SELECTED TEXT:
▬▬▬

In a statement filed with the Nashua Police Department on the night of September 13, 1998, Lorraine stated, "[Jacobson] was drunk and verbaly [sic] abusive; threw beer at me over my head." Officer Lange claims that when he asked Lorraine why she declined to report that Jacobson had threatened her life, she replied that she loved Jacobson too much and wanted him to get help. At Jacobson's criminal trial in Nashua District Court, Lorraine testified that she did not tell the police officers that he had hurt her or threatened to kill her. Jacobson was acquitted on the charges of simple assault and criminal threatening, although he was convicted of resisting arrest. Jacobson appealed his conviction to superior court for a de novo trial, prior to which the court dismissed the resisting arrest charge. Jacobson then brought this civil rights action.

STANDARD OF REVIEW

Summary judgment is appropriate only "if the pleadings, depositions, answers to interrogatories, and admissions on file, together with the affidavits, if any, show that there is no genuine issue as to any material fact and that the moving party is entitled to judgment as a matter of law." Fed.R.Civ.P. 56(c). A genuine issue is one "that properly can be resolved only by a finder of fact because [it] may reasonably be resolved in favor of either party." Anderson v. Liberty Lobby, Inc., 477 U.S. 242, 250 (1986). A material fact is one that affects the outcome of the suit. See id. at 248.

▬▬▬

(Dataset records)
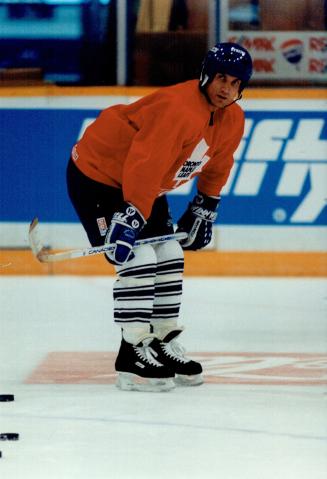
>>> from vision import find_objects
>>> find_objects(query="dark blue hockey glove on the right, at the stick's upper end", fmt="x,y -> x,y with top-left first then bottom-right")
177,192 -> 220,251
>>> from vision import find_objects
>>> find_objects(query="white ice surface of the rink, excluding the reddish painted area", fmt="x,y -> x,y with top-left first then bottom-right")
0,276 -> 327,479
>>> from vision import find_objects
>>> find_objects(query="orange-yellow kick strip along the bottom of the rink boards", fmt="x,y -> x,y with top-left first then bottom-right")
0,249 -> 327,277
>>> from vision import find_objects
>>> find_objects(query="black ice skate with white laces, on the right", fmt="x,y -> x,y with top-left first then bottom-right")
151,328 -> 203,386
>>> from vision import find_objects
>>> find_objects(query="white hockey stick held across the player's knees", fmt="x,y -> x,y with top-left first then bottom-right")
28,218 -> 187,263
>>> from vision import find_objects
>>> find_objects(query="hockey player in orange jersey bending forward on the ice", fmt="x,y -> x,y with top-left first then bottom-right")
67,43 -> 252,390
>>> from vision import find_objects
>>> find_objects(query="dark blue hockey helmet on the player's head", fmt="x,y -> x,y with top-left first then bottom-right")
200,43 -> 253,92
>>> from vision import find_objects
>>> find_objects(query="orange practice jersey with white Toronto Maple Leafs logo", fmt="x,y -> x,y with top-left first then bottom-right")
72,80 -> 244,218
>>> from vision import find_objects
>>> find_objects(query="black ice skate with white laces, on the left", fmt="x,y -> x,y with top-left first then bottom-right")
115,334 -> 175,392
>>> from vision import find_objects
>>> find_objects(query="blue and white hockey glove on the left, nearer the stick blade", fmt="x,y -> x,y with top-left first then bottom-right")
106,203 -> 146,265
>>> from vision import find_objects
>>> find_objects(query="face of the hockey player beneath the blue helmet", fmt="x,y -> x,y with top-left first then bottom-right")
207,73 -> 241,108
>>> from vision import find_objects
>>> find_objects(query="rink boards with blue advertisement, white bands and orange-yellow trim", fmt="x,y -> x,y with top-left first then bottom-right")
0,85 -> 327,276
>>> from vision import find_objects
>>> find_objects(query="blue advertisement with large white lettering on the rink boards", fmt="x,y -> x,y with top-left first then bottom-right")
0,103 -> 327,226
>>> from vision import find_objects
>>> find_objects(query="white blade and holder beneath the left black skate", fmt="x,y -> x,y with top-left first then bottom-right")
116,373 -> 175,392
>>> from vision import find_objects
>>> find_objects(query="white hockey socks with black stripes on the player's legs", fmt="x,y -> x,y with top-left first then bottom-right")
113,241 -> 184,326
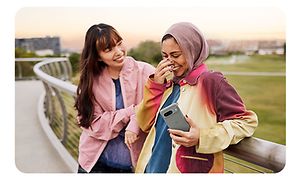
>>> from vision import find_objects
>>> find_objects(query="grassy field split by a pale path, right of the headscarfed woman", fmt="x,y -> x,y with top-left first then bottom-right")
207,55 -> 286,144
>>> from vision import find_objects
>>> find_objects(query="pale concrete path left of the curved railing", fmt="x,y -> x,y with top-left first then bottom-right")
15,81 -> 71,173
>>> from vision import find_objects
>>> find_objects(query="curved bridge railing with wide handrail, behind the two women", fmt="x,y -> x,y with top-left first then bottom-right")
34,58 -> 286,173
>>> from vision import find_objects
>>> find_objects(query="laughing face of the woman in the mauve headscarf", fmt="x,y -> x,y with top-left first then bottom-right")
161,37 -> 189,77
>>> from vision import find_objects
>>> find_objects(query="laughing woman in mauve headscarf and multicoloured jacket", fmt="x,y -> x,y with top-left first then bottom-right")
136,22 -> 258,173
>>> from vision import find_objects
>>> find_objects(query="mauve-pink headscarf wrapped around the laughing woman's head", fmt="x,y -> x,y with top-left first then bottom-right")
164,22 -> 209,76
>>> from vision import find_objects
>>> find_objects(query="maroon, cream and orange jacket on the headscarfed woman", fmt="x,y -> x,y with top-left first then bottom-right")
136,64 -> 258,173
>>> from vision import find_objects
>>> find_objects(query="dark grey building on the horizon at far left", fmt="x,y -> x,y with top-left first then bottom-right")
15,37 -> 61,56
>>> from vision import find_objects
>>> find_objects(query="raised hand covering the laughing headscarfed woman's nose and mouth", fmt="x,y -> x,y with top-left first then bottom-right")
153,59 -> 174,84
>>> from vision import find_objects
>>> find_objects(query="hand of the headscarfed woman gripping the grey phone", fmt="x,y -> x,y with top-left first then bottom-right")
168,116 -> 200,147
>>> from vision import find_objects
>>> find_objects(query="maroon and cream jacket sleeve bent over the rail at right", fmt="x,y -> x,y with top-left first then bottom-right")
196,77 -> 258,153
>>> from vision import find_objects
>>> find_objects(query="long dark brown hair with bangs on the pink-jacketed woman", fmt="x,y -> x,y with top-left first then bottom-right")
74,23 -> 122,128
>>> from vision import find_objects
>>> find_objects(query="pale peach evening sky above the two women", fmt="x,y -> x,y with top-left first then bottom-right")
15,6 -> 286,50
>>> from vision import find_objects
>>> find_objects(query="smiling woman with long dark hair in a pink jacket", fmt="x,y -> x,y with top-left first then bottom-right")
75,24 -> 154,173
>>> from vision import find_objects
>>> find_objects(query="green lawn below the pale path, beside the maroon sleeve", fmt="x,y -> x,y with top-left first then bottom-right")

▬▬▬

TASKS TO COMPLETE:
1/ Answer these questions about the Jacobson case excerpt:
(a) On what date did Lorraine file her statement with the Nashua Police Department?
(b) Of which charge was Jacobson convicted at his criminal trial?
(c) How does the passage define a material fact?
2/ Quote the Jacobson case excerpt starting at "Summary judgment is" and ending at "id. at 248.".
3/ Write what comes next in the Jacobson case excerpt, picking up after its final sentence.

ANSWERS BY TASK:
1/
(a) On the night of September 13, 1998.
(b) Resisting arrest.
(c) A material fact is one that affects the outcome of the suit.

2/
Summary judgment is appropriate only "if the pleadings, depositions, answers to interrogatories, and admissions on file, together with the affidavits, if any, show that there is no genuine issue as to any material fact and that the moving party is entitled to judgment as a matter of law." Fed.R.Civ.P. 56(c). A genuine issue is one "that properly can be resolved only by a finder of fact because [it] may reasonably be resolved in favor of either party." Anderson v. Liberty Lobby, Inc., 477 U.S. 242, 250 (1986). A material fact is one that affects the outcome of the suit. See id. at 248.

3/
In ruling on a motion for summary judgment, I must construe the evidence in the light most favorable to the non-movant. See Navarro, 261 F.3d at 94 (citation omitted). The party moving for summary judgment, however, "bears the initial responsibility of informing the district court of the basis for its motion, and identifying those portions of [the record] which it believes demonstrate the absence of a genuine issue of material fact." Celotex Corp. v. Catrett, 477 U.S. 317, 323 (1986). Once the moving party has properly supported its motion, the burden shifts to the nonmoving party to "produce evidence on which a reasonable finder of fact, under the appropriate proof burden, could base a verdict for it; if that party cannot produce such evidence, the motion must be granted." Ayala-Gerena v. Bristol Myers-Squibb Co., 95 F.3d 86, 94 (1st Cir. 1996) (citing Celotex, 477 U.S. at 323; Anderson, 477 U.S. at 249). While courts must exercise restraint in granting summary judgment in cases where the nonmoving party must prove "elusive concepts such as motive or intent . . . summary judgment may be appropriate if the nonmoving party rests merely upon conclusory allegations, improbable inferences, and unsupported speculation." Smith v. Stratus Computer, Inc., 40 F.3d 11, 13 (1st Cir. 1994) (citations and internal quotation marks omitted). I apply this standard in resolving the defendants' motion for summary judgment.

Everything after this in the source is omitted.